**TASK GOAL:**
Under this task are some entries; return every one of them exactly.

Stored entries
┄┄┄┄┄┄┄┄┄┄┄┄┄┄┄┄┄┄┄┄

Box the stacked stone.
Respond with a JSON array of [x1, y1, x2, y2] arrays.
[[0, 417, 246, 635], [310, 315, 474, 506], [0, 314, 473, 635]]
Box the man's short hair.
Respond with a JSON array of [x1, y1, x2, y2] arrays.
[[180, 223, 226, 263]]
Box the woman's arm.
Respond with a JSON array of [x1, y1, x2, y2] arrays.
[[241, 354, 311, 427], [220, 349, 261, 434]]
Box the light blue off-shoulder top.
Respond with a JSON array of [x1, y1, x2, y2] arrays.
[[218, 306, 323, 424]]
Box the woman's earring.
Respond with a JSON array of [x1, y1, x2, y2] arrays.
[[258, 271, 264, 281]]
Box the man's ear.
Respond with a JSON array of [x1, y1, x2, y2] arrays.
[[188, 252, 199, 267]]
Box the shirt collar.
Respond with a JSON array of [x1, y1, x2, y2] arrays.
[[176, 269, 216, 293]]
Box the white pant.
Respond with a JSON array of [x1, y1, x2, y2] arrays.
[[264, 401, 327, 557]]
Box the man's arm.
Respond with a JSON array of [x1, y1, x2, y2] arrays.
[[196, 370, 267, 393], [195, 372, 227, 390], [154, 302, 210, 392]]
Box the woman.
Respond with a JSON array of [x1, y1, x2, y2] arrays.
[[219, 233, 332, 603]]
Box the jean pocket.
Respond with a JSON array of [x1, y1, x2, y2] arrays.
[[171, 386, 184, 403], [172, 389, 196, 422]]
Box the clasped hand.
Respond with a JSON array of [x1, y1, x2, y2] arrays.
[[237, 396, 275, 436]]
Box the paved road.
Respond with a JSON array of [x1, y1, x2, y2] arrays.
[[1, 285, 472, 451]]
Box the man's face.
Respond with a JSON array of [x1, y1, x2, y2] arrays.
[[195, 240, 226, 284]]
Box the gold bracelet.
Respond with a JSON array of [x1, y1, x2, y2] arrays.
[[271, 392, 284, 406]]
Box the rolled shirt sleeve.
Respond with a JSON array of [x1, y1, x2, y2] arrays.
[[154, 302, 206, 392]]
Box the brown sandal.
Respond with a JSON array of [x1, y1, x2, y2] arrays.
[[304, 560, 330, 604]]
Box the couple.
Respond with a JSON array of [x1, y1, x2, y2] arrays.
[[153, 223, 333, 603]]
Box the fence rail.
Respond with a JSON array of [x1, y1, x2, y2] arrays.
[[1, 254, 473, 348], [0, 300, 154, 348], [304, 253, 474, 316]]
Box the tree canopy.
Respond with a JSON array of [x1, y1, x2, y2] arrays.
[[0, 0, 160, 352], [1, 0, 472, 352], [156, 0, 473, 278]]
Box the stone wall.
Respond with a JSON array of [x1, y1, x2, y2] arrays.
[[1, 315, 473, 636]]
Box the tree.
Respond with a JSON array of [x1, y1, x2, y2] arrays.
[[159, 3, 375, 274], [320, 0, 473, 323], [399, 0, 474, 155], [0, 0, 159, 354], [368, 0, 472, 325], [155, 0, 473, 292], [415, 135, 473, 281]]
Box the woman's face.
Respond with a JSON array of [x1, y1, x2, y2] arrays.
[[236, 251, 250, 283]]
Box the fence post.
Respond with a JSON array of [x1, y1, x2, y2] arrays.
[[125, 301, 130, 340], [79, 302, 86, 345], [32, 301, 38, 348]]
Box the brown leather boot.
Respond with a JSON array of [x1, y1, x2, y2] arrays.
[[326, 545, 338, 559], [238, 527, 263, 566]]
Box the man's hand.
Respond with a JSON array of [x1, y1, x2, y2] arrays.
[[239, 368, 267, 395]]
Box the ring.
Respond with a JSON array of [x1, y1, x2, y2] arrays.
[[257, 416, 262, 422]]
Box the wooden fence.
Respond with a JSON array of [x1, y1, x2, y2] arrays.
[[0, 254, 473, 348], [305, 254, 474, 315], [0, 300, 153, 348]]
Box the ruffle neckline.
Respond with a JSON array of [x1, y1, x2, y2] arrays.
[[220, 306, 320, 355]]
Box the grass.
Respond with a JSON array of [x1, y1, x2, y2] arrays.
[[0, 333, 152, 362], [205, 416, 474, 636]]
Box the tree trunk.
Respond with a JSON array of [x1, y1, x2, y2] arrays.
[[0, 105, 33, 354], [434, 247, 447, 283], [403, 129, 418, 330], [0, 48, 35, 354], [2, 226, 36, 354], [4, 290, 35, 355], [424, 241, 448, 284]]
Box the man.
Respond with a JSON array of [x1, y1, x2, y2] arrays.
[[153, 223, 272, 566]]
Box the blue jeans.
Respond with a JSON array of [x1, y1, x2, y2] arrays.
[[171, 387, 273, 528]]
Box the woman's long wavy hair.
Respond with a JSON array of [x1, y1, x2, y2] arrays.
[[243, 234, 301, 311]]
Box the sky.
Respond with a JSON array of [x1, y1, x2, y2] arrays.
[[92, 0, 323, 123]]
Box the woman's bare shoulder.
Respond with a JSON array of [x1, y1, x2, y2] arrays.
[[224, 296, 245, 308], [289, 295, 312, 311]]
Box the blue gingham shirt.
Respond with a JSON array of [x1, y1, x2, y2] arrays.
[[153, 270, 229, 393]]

┄┄┄┄┄┄┄┄┄┄┄┄┄┄┄┄┄┄┄┄

**TASK ANSWER:**
Box the stacked stone.
Respond with a JSON array of [x1, y1, x2, y2] arrays.
[[0, 417, 246, 635], [310, 315, 474, 506], [0, 314, 473, 635]]
Box the man's short hair.
Respond with a JSON array of [x1, y1, x2, y2] arrays.
[[180, 223, 226, 263]]
Box the woman's arm.
Respond with a JSON array of [x1, y1, x2, y2] arrays.
[[241, 354, 311, 427], [220, 349, 261, 434]]
Box the light blue off-shoulder top.
Respond with a JSON array of [x1, y1, x2, y2] arrays.
[[218, 306, 323, 424]]
Box the woman's earring.
Respond with a JSON array of [x1, y1, x2, y2] arrays.
[[258, 271, 264, 281]]
Box the man's ear.
Respond with a JSON array of [x1, y1, x2, y2] arrays.
[[188, 252, 199, 267]]
Box the shirt collar.
Respond with a JSON array of [x1, y1, x2, y2] arrays.
[[176, 269, 216, 293]]
Box the white pant.
Respond with a JSON array of [x1, y1, x2, y2] arrays.
[[264, 401, 327, 557]]
Box the man's arm.
Respond with a JSON array of [x1, y1, x2, y2] arrays.
[[196, 370, 267, 393], [195, 372, 227, 390], [154, 302, 210, 392]]
Box the woman.
Respond with a JSON array of [x1, y1, x2, y2] arrays.
[[219, 233, 332, 603]]
Box the jean pocket.
Respond with a JSON array of [x1, y1, x2, y2] arrays.
[[171, 386, 184, 403], [172, 389, 196, 422]]
Box the clasped hand.
Respond with a JSON array of [x1, y1, x2, y2] arrays.
[[237, 396, 275, 436]]
Box the paved road.
Respond with a JSON array of [x1, y1, x2, y2] arrays.
[[1, 285, 472, 451]]
Box the man's face.
Respond with a JSON array of [x1, y1, x2, y2] arrays.
[[195, 240, 226, 284]]
Box the gold bracelet.
Respond with a JSON array of [x1, y1, x2, y2] arrays.
[[271, 392, 284, 406]]
Box the rolled shirt sleeve.
Respond with a JSON array of [x1, y1, x2, y2] arrays.
[[154, 302, 206, 392]]
Box the brown sandal.
Respond with a JSON array of [x1, y1, x2, y2] arrays.
[[304, 560, 330, 604]]
Box the couple.
Respond with a JSON array of [x1, y1, x2, y2] arrays.
[[153, 223, 333, 603]]
Box the fence rail.
Respond with a JSON array of [x1, y1, x2, y2] arrays.
[[1, 254, 473, 348], [0, 300, 154, 348], [304, 253, 474, 316]]
Box the tree canopy.
Respond with a JSON array of [x1, y1, x2, y2] arrays.
[[0, 0, 160, 352], [1, 0, 472, 352], [156, 0, 473, 278]]
Box the stone wall.
Respond with a JSON array of [x1, y1, x2, y2] arrays.
[[1, 315, 473, 636]]
Box the tree.
Respond with a JSON array of [x1, y1, x2, y2] arrays.
[[159, 3, 375, 274], [320, 0, 473, 323], [399, 0, 474, 155], [0, 0, 159, 354], [368, 0, 472, 325], [155, 0, 473, 292], [415, 135, 473, 281]]
Box the woman's face.
Respond with a JSON array of [x1, y1, x2, y2] arrays.
[[236, 251, 250, 283]]
Box the fence post.
Respond with a JSON array of [x1, y1, x2, y2] arrays.
[[125, 301, 130, 340], [79, 302, 86, 345], [32, 301, 38, 348]]
Box the brown leather boot.
Respond with a JSON array of [x1, y1, x2, y2] arrays.
[[326, 545, 338, 559], [238, 527, 263, 566]]
Box the man's hand.
Respond with a JSON array of [x1, y1, x2, y2] arrays.
[[239, 368, 267, 395]]
Box the ring.
Respond with a JSON array of [x1, y1, x2, y2] arrays.
[[257, 416, 262, 422]]
Box the wooden fence.
Respond with a JSON array of [x1, y1, x2, y2] arrays.
[[0, 254, 473, 348], [305, 254, 474, 315], [0, 300, 153, 348]]
Box the ruffle neckline.
Respond with a JSON array of [x1, y1, x2, y2] arrays.
[[220, 306, 320, 355]]
Box the grass.
Respond with a JSON array of [x1, y1, x2, y2] arrays.
[[0, 333, 152, 362], [205, 416, 474, 636]]
Box the tree trunk.
Respond with a JSON array of [x1, y1, x2, y2] arrays.
[[0, 105, 33, 354], [434, 247, 447, 283], [403, 129, 418, 330], [0, 48, 35, 354], [2, 226, 36, 354], [4, 290, 35, 355], [424, 241, 448, 284]]
Box the man.
Respond with a JSON array of [x1, y1, x2, y2] arrays.
[[153, 223, 272, 566]]
Box the blue jeans.
Respond with a JSON array of [x1, y1, x2, y2] arrays.
[[171, 387, 273, 528]]
Box the woman's long wavy hair.
Respond with a JSON array of [x1, y1, x2, y2] arrays.
[[243, 234, 301, 311]]
Box the sky.
Respond with a JSON array of [x1, y1, x2, y2] arrays.
[[92, 0, 323, 123]]
Box the woman's bare shoulder.
Respond with a JSON array of [x1, y1, x2, y2] arrays.
[[224, 296, 245, 308], [289, 295, 312, 311]]
Box the blue gingham shirt.
Respond with a JSON array of [x1, y1, x2, y2] arrays.
[[153, 270, 229, 393]]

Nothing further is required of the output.